Data records
------------------------

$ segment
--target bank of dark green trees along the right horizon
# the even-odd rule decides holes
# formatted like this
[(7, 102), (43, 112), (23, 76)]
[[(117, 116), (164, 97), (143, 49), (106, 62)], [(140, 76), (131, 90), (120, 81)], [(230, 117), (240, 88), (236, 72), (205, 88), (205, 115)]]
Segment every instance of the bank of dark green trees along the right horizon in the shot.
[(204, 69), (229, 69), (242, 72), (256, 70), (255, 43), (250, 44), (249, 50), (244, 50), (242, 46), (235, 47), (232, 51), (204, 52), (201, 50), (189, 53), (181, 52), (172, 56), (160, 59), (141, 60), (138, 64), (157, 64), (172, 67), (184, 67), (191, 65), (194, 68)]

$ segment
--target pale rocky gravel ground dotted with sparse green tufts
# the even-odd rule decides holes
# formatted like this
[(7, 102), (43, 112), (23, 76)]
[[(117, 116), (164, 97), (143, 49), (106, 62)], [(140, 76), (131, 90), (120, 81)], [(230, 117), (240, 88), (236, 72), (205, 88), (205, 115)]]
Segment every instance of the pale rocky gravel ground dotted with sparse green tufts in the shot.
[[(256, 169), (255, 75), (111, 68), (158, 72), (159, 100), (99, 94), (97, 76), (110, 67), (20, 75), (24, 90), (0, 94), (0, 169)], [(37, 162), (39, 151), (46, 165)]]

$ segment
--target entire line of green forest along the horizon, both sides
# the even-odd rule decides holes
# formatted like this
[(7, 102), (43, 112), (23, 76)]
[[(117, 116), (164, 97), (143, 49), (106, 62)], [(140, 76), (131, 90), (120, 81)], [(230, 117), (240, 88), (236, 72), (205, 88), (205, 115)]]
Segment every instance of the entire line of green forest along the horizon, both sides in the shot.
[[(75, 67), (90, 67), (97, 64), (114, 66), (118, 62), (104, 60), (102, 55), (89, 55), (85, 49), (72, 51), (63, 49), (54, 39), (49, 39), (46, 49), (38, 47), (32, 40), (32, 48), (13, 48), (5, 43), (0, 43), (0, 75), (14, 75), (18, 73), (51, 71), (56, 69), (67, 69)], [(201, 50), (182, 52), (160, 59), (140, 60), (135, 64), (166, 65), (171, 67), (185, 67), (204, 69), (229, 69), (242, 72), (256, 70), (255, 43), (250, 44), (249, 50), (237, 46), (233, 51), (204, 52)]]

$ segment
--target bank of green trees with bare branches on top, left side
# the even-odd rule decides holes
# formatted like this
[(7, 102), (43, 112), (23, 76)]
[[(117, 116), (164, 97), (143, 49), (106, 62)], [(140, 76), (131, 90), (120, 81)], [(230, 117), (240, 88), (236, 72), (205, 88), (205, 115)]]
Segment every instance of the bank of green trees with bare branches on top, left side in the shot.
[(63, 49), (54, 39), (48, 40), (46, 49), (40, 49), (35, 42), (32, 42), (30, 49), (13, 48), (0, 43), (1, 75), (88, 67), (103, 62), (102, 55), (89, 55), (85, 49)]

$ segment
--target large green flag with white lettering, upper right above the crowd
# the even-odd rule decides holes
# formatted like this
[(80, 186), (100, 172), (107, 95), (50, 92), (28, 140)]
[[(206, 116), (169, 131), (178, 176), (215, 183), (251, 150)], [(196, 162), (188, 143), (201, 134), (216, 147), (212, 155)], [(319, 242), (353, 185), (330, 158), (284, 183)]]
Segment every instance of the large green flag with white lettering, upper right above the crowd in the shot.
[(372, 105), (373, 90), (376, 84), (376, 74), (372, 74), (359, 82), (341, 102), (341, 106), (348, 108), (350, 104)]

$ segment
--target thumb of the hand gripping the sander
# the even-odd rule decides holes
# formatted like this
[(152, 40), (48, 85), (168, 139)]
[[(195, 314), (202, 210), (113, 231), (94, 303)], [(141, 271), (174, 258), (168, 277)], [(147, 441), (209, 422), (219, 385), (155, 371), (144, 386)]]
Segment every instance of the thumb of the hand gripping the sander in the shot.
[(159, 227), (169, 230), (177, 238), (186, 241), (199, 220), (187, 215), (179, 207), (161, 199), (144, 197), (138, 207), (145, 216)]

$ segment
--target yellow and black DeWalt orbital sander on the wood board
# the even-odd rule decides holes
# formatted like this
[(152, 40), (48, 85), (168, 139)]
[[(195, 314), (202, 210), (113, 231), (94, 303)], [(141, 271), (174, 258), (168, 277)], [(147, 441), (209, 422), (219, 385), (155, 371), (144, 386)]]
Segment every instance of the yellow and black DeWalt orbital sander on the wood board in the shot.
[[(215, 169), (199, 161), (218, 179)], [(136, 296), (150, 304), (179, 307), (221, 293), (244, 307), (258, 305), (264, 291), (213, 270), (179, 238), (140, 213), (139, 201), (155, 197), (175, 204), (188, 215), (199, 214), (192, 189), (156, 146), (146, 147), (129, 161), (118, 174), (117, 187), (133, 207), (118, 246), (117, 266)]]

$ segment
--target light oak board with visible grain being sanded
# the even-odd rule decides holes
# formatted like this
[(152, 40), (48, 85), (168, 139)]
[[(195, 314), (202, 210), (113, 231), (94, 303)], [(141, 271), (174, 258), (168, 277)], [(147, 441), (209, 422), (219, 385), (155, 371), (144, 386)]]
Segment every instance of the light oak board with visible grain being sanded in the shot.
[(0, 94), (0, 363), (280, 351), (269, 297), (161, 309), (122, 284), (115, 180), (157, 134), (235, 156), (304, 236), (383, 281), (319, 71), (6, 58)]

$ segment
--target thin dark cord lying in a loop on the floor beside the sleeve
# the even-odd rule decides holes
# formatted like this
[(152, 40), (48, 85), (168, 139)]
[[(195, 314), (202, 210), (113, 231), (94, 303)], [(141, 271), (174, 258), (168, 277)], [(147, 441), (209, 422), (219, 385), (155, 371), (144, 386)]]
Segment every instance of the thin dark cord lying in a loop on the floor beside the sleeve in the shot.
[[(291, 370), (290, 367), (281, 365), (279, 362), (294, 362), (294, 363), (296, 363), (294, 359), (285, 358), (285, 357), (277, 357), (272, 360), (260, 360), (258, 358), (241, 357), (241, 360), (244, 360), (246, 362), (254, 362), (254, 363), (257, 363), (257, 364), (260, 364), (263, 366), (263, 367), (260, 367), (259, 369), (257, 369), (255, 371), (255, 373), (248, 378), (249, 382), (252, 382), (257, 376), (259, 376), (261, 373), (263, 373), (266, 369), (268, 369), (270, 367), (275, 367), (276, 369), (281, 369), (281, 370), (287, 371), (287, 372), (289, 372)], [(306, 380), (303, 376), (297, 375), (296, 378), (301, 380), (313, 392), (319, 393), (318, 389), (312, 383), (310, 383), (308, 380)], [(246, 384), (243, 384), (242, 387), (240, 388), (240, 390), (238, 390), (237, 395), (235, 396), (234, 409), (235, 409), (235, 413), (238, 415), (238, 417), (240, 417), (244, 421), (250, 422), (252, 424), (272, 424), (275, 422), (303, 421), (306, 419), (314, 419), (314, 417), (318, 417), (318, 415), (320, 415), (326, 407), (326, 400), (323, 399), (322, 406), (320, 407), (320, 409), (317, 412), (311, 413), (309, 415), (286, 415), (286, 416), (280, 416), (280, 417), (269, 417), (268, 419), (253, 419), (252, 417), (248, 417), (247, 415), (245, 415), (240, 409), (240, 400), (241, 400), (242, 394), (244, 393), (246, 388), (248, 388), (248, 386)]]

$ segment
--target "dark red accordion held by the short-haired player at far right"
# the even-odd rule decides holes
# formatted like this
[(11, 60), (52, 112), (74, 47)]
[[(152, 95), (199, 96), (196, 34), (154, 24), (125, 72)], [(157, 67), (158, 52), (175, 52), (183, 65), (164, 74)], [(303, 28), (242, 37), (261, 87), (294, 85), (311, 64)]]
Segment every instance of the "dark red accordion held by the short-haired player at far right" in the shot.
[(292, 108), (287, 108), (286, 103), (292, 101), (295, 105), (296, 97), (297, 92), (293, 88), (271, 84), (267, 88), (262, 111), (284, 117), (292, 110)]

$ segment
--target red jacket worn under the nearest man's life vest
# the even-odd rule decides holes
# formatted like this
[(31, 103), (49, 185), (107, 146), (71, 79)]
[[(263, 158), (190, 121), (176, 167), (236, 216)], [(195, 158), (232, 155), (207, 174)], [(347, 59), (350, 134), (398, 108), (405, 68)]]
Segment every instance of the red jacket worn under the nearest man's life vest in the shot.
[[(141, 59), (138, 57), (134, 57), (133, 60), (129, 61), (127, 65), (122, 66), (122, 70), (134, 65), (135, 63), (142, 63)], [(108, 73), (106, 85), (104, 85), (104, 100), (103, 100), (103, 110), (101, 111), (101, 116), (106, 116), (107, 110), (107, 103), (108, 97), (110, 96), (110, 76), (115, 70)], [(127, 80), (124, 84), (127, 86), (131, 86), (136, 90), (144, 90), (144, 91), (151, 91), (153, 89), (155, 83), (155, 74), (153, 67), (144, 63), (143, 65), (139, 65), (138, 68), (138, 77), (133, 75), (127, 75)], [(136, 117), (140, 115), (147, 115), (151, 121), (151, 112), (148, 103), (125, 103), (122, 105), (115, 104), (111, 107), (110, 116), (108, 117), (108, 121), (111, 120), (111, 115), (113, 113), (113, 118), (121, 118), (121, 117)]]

------------------------

» **Action item**: From the line containing "Segment every instance of the red" through the last line of the records above, reproduce every line exactly.

» **Result for this task**:
Segment every instance of the red jacket worn under the nearest man's life vest in the shot.
[[(141, 59), (138, 57), (134, 57), (133, 60), (129, 61), (127, 65), (122, 66), (122, 70), (134, 65), (135, 63), (142, 63)], [(108, 73), (106, 85), (104, 85), (104, 100), (103, 100), (103, 110), (101, 111), (101, 116), (106, 116), (107, 110), (107, 103), (108, 97), (110, 96), (110, 76), (115, 70)], [(127, 80), (124, 84), (127, 86), (131, 86), (136, 90), (144, 90), (144, 91), (151, 91), (153, 89), (155, 83), (155, 74), (153, 67), (144, 63), (143, 65), (139, 65), (138, 68), (138, 77), (133, 75), (127, 75)], [(136, 117), (140, 115), (147, 115), (151, 121), (151, 112), (148, 103), (125, 103), (122, 105), (115, 104), (111, 107), (110, 116), (108, 117), (108, 121), (111, 120), (111, 115), (113, 113), (113, 118), (121, 118), (121, 117)]]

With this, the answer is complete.